— Start TEXT SECTION —
There are many elements inside the spreadsheet that needs to be defined.

Technical Admission:

Providing full-disclosure and admitting that I can be lazy and like to take shortcuts where ever possible.  I create an Excel template of the data I want to capture and perform a ‘Save As’ and save the file as Excel 2003 XML.  This method provides the skeleton for populating your XML into the Excel spreadsheet.  There are some modifications to the XML that you will need to make but for the most part you can take this skeleton at ‘face value’. The Excel spreadsheet I am using for this exercise can be downloaded here.
— End TEXT SECTION —
— Start EXTRACTED RECORDS —
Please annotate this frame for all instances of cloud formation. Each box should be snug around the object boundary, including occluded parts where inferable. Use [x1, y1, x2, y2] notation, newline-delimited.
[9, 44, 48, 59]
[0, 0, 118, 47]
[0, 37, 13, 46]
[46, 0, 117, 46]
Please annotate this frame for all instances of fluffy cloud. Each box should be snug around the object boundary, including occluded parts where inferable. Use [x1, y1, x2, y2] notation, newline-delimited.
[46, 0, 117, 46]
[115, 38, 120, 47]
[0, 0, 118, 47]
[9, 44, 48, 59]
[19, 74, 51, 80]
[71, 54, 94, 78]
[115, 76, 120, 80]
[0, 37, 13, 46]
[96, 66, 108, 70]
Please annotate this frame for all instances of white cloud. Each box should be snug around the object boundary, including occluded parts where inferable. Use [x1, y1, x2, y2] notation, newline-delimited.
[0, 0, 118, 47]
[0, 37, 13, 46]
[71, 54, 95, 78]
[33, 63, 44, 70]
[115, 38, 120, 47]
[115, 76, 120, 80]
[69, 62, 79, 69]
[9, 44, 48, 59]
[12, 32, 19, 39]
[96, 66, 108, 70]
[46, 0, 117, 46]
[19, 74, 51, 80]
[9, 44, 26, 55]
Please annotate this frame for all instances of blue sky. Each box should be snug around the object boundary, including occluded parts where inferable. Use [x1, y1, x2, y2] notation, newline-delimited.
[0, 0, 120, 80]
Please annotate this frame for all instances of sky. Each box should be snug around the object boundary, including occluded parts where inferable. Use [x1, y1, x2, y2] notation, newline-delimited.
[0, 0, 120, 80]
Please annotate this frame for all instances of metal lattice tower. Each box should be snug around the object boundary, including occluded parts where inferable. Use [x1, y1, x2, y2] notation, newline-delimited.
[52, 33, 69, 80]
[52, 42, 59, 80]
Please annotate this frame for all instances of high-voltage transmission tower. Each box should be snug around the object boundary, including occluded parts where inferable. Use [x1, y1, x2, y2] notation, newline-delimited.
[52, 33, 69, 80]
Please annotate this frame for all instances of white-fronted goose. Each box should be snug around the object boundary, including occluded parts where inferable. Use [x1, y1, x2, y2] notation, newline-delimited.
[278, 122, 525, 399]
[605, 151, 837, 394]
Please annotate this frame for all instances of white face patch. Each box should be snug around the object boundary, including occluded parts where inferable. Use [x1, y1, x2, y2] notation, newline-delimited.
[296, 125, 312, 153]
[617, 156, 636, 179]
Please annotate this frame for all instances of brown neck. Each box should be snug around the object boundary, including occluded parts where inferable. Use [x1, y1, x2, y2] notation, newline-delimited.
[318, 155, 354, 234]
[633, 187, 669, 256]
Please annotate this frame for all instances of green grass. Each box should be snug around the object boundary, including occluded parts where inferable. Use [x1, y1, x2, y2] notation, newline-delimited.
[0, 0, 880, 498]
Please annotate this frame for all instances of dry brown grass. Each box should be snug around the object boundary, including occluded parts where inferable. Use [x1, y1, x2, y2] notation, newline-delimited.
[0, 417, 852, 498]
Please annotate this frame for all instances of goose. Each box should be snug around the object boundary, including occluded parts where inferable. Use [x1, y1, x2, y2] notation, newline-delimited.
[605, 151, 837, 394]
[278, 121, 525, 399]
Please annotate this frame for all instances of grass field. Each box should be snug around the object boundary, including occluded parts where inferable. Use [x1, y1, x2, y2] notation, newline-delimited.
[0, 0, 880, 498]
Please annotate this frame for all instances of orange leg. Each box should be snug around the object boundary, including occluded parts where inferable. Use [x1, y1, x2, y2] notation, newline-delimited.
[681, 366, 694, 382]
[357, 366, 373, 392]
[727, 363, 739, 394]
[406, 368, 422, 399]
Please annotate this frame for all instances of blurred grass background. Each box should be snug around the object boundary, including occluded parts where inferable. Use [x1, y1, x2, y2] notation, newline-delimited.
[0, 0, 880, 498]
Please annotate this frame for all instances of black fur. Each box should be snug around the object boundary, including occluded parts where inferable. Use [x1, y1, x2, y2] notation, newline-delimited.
— End EXTRACTED RECORDS —
Reproduce the part of the Excel XML text between "There are many" and "be downloaded here.", inclusive.

There are many elements inside the spreadsheet that needs to be defined.

Technical Admission:

Providing full-disclosure and admitting that I can be lazy and like to take shortcuts where ever possible.  I create an Excel template of the data I want to capture and perform a ‘Save As’ and save the file as Excel 2003 XML.  This method provides the skeleton for populating your XML into the Excel spreadsheet.  There are some modifications to the XML that you will need to make but for the most part you can take this skeleton at ‘face value’. The Excel spreadsheet I am using for this exercise can be downloaded here.